### EXERCISE INSTRUCTIONS
When you reach the line in the data below that contains "TARGET: weathered rock surface", please start repeating lines exactly, and stop after the line that contains "TARGET: dark wood beam", repeating nothing else.

### RECORDED INFORMATION
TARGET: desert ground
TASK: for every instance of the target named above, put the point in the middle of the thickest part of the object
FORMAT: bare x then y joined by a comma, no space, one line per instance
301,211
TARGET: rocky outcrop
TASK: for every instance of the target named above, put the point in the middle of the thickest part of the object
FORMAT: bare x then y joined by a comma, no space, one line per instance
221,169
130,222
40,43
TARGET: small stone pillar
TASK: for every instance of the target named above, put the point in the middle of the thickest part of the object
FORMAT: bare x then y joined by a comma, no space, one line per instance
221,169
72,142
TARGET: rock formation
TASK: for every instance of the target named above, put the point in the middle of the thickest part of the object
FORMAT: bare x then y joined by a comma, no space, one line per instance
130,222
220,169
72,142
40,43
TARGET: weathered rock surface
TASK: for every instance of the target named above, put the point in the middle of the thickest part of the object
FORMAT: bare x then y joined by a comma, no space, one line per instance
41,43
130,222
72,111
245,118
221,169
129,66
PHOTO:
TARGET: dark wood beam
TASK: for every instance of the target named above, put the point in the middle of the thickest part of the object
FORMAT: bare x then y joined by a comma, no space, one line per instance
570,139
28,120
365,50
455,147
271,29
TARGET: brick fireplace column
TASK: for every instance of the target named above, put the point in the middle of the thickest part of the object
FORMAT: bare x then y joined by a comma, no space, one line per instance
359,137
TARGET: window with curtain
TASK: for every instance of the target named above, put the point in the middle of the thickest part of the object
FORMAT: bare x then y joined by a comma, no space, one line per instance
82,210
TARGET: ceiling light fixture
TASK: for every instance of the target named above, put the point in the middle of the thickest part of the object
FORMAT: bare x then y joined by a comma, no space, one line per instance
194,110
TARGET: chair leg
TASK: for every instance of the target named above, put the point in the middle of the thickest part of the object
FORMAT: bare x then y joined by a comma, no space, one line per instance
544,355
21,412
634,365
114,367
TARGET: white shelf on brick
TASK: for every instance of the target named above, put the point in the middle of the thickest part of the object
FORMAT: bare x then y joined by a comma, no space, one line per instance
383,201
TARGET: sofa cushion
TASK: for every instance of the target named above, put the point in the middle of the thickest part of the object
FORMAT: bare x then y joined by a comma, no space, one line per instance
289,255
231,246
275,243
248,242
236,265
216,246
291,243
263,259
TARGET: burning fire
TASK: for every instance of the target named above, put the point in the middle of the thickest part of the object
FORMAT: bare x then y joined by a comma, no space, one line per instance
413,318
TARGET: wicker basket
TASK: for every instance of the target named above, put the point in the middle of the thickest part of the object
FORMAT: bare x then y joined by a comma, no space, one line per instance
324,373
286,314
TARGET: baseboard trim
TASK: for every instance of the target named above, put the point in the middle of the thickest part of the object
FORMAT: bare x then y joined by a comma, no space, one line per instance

---

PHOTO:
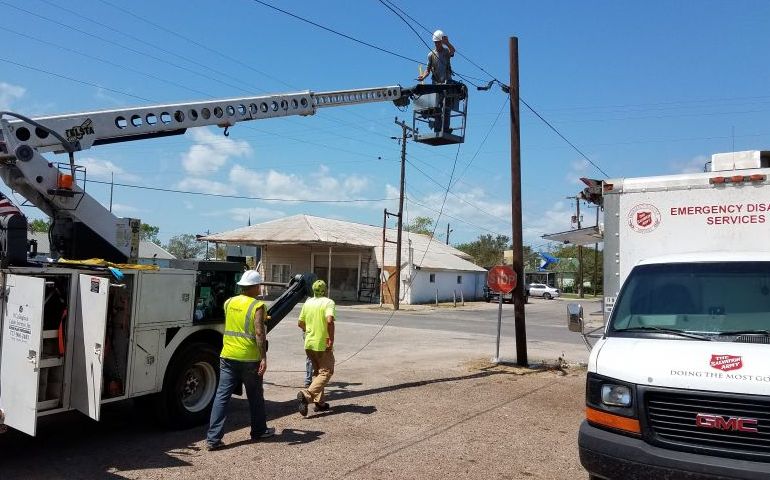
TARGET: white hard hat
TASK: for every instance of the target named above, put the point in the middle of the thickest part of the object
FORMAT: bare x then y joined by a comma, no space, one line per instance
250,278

--

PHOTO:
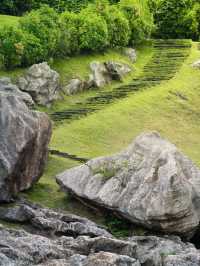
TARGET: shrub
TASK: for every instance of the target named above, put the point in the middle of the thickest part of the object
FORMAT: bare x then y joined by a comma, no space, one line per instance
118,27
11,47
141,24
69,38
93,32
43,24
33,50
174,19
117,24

### TASK ANSWER
TARGET: weathered rock surface
TASK: for every instance of the target named above, put the point in the middle of the thickest part of the object
FORMAT: bare x then y joined by a comma, no space, one line per instance
41,43
130,222
72,111
245,118
221,169
129,66
PHOTO:
TARGET: dark wood beam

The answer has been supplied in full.